**Written instruction:**
Write out every row below word for word, leaving out the pictures.

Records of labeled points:
------------------------------------------------
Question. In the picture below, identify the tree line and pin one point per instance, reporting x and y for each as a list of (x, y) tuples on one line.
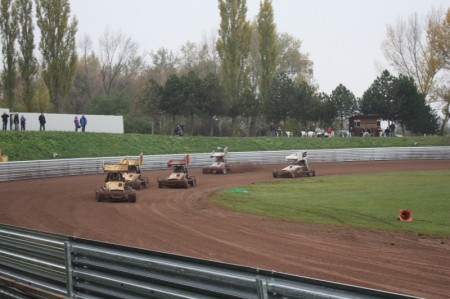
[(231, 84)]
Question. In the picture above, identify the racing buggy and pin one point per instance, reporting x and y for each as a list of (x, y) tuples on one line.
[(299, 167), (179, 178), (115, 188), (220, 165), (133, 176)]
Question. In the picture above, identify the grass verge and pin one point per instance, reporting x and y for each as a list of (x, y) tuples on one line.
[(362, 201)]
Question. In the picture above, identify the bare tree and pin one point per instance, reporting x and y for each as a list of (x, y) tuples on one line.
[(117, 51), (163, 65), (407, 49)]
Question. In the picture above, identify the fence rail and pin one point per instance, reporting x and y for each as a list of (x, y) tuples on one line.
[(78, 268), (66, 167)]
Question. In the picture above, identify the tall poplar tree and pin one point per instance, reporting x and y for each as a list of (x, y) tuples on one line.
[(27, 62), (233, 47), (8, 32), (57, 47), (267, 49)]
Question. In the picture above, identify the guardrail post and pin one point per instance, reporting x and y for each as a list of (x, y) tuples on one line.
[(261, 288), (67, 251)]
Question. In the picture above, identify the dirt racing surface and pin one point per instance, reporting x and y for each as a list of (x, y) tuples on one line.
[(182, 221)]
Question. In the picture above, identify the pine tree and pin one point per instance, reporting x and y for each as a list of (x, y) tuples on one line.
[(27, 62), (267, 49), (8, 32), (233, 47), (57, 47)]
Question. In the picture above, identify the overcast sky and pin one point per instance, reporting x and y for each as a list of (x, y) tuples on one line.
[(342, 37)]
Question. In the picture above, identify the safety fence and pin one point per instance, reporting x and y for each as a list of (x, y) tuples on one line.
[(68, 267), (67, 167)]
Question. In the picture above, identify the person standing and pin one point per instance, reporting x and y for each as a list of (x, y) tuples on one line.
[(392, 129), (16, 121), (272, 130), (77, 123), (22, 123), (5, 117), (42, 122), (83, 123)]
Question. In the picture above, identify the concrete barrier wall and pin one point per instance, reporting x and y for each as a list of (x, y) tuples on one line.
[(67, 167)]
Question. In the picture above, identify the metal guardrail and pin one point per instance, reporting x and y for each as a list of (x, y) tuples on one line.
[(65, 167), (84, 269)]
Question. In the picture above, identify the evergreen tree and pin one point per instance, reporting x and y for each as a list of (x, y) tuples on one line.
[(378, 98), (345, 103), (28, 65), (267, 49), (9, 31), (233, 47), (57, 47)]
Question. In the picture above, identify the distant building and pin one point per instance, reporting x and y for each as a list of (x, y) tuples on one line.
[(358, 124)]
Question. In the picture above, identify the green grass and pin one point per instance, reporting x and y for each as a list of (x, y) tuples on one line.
------------------------------------------------
**Task solution:**
Question. In the picture below, identify the tree line and pin one point per instance, reporting x and y for each as a list of (x, y) tuples on one line.
[(231, 84)]
Question. In the picture above, identify the racing buggy and pin one point per instance, reporting x and y for each as a list of (x, y) tuples on one line.
[(299, 167), (179, 178), (115, 188), (220, 165), (133, 176)]
Question. In the picture above, identify the grass verge and pin one point per instance, reporting x and y for each as a list of (x, y) tuples on one line.
[(362, 201)]
Question. In the picture above, identify the bare tree and pin one point per instance, reporting x and y for each as a list of (x, y) tuples on one line.
[(117, 51), (163, 65), (407, 49)]
Question. In the picture above, identify the fence rail and pin one point per instance, reporting x and y for each as a list of (x, y) tuples on one line.
[(78, 268), (66, 167)]
Question. In the picture above, identify the tall poplar tree and pin one point per instance, reporting x and y for each as a list of (x, y) tuples on one line.
[(27, 62), (233, 47), (8, 32), (57, 47), (267, 49)]
Question. In the picture above, identify the guardrail post and pin one point per instance, reporting x and y for each as a list of (x, y) tuples on one line.
[(261, 288), (67, 251)]
Question. In the picture above, identify the dirt racing surface and pin one point per instance, reporting x and y for each as a list of (x, y) tuples on one line.
[(182, 221)]
Question. In the picture above, identify the pine tree and pin one point per instance, reporting x and y for each as a list of (x, y) tuples on one line.
[(27, 62), (267, 49), (8, 32), (233, 47), (57, 47)]
Question. In the picture above, identify the overcast sky and pin one point per instance, reporting x and y for each as a list of (x, y) tuples on one line.
[(342, 37)]
Question. In the picture above, identify the safety fence and pin one point per instance, reporting x and y for each as a list of (x, y) tuples on one line.
[(68, 267), (67, 167)]
Question. In the picture above, identify the person standing and pin one point per instance, reporting x and y for each as a list of (x, y) tuples on one line.
[(392, 129), (16, 121), (272, 130), (77, 123), (22, 123), (5, 117), (42, 122), (83, 123)]
Question. In the picture above, identify the concrete barrier wall and pin one point per instance, reporting x and y for each as a list of (x, y) tuples on one line.
[(67, 167)]
Question. In the picture above, identify the metal guardrail and pin one point per instance, reporting x and y for each as a list of (x, y) tuples on one line.
[(65, 167), (84, 269)]
Question. In the picture above, identify the evergreen tree and pin one point per instance, reporting x and y for each as a list of (x, y) tuples on one line.
[(378, 98), (345, 103), (28, 65), (267, 49), (9, 31), (233, 47), (57, 47)]
Question. In the picture above, identify the distant building and pin one point per instance, reporting x and y for each as a list of (x, y) tuples on one line.
[(358, 124)]
Question. In the picture above, identify the green grass and pin one point per instance, reporting x and y for each as a list of (x, y) tuples on one line.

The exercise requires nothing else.